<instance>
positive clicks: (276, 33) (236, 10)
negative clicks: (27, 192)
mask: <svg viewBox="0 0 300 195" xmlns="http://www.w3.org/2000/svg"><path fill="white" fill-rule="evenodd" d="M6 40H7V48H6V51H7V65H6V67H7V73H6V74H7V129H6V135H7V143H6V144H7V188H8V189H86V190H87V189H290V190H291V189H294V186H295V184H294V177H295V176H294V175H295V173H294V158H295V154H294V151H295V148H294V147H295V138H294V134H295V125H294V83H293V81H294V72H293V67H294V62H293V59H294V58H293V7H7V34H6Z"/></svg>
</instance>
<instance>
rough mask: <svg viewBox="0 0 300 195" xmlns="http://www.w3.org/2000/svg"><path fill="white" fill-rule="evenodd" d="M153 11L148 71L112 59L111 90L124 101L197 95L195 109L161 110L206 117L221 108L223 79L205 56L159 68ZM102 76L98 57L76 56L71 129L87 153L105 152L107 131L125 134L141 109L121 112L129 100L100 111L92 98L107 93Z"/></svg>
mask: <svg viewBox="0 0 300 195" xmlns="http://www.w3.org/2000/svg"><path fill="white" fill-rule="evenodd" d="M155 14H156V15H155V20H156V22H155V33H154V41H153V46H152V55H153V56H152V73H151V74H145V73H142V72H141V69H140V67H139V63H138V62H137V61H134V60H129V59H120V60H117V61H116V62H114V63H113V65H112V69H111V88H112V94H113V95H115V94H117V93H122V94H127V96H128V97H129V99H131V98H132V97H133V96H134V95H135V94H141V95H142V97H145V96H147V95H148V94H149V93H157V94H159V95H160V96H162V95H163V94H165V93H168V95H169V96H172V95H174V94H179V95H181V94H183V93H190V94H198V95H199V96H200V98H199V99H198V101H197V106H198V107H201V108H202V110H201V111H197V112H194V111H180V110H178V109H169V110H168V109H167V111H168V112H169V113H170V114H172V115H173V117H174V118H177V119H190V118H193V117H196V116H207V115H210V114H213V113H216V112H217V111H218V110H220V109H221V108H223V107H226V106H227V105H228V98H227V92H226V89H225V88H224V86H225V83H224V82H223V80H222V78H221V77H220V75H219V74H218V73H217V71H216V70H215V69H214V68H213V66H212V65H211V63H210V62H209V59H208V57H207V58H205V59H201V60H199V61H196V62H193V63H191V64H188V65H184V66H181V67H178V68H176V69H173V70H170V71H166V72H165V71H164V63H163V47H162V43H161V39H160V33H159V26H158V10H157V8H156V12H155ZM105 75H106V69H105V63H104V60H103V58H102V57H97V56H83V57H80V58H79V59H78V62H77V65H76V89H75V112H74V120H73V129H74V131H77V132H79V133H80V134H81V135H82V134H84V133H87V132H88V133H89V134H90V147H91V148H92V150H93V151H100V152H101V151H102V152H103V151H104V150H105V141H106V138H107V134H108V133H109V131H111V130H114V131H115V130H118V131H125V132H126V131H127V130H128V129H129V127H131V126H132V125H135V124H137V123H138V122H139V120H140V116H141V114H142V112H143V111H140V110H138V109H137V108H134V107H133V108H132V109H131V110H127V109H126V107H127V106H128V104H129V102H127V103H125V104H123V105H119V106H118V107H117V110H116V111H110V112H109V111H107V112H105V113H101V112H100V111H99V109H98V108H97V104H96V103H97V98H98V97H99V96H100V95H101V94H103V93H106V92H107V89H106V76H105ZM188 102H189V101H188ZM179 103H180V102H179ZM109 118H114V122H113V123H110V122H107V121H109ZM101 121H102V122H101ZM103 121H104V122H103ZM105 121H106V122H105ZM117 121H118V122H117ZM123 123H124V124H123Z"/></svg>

- **WHAT YOU HAVE TO DO**
The material should be transcribed exactly, every line included.

- **EXERCISE SOLUTION**
<instance>
positive clicks: (276, 33) (236, 10)
negative clicks: (27, 192)
mask: <svg viewBox="0 0 300 195" xmlns="http://www.w3.org/2000/svg"><path fill="white" fill-rule="evenodd" d="M6 40H7V48H6V51H7V65H6V67H7V73H6V74H7V129H6V135H7V143H6V144H7V188H8V189H86V190H87V189H290V190H291V189H294V186H295V184H294V177H295V176H294V175H295V173H294V158H295V154H294V151H295V148H294V147H295V138H294V134H295V125H294V83H293V81H294V72H293V67H294V62H293V59H294V58H293V7H7V34H6Z"/></svg>
</instance>
<instance>
rough mask: <svg viewBox="0 0 300 195" xmlns="http://www.w3.org/2000/svg"><path fill="white" fill-rule="evenodd" d="M153 11L148 71L112 59L111 90L124 101L197 95L195 109L161 110L206 117L221 108L223 79L205 56L159 68ZM102 76L98 57L76 56L71 129L87 153L105 152L107 131L125 134L141 109L121 112L129 100L100 111L92 98L107 93Z"/></svg>
mask: <svg viewBox="0 0 300 195" xmlns="http://www.w3.org/2000/svg"><path fill="white" fill-rule="evenodd" d="M155 14H156V15H155V20H156V22H155V33H154V41H153V46H152V55H153V56H152V73H151V74H145V73H142V72H141V69H140V67H139V63H138V62H137V61H134V60H129V59H120V60H117V61H116V62H114V63H113V65H112V69H111V88H112V94H113V95H115V94H117V93H122V94H127V96H128V97H129V99H131V98H132V97H133V96H134V95H135V94H141V95H142V97H145V96H147V95H148V94H149V93H157V94H159V95H160V96H162V95H163V94H165V93H168V95H169V96H172V95H174V94H179V95H181V94H183V93H190V94H198V95H199V96H200V98H199V99H198V101H197V106H198V107H201V108H202V110H201V111H197V112H194V111H180V110H178V109H169V110H168V109H167V111H168V112H169V113H170V114H172V115H173V117H174V118H177V119H190V118H193V117H196V116H207V115H210V114H213V113H216V112H217V111H218V110H220V109H221V108H223V107H226V106H227V105H228V98H227V92H226V89H225V88H224V86H225V83H224V82H223V80H222V78H221V77H220V75H219V74H218V73H217V71H216V70H215V69H214V68H213V66H212V65H211V63H210V62H209V59H208V57H207V58H205V59H201V60H199V61H196V62H193V63H191V64H188V65H184V66H181V67H178V68H176V69H173V70H170V71H166V72H165V71H164V63H163V47H162V43H161V39H160V33H159V26H158V10H157V8H156V12H155ZM105 75H106V69H105V63H104V60H103V58H102V57H97V56H83V57H80V58H79V59H78V62H77V65H76V89H75V112H74V120H73V129H74V131H77V132H79V133H80V134H81V135H82V134H84V133H87V132H88V133H89V134H90V147H91V148H92V150H93V151H100V152H101V151H102V152H103V151H104V150H105V141H106V138H107V134H108V133H109V131H111V130H114V131H115V130H118V131H125V132H126V131H127V130H128V129H129V127H131V126H132V125H135V124H137V123H138V122H139V120H140V116H141V114H142V112H143V111H140V110H138V109H137V108H134V107H133V108H132V109H131V110H127V109H126V107H127V106H128V104H129V102H127V103H125V104H123V105H119V106H118V107H117V110H116V111H110V112H109V111H107V112H105V113H101V112H100V111H99V109H98V108H97V104H96V103H97V98H98V97H99V96H100V95H101V94H103V93H106V92H107V89H106V76H105ZM188 102H189V101H188ZM179 103H180V102H179ZM109 118H114V122H113V123H110V122H107V121H109ZM101 121H102V122H101ZM103 121H104V122H103ZM105 121H106V122H105ZM117 121H118V122H117ZM123 123H124V124H123Z"/></svg>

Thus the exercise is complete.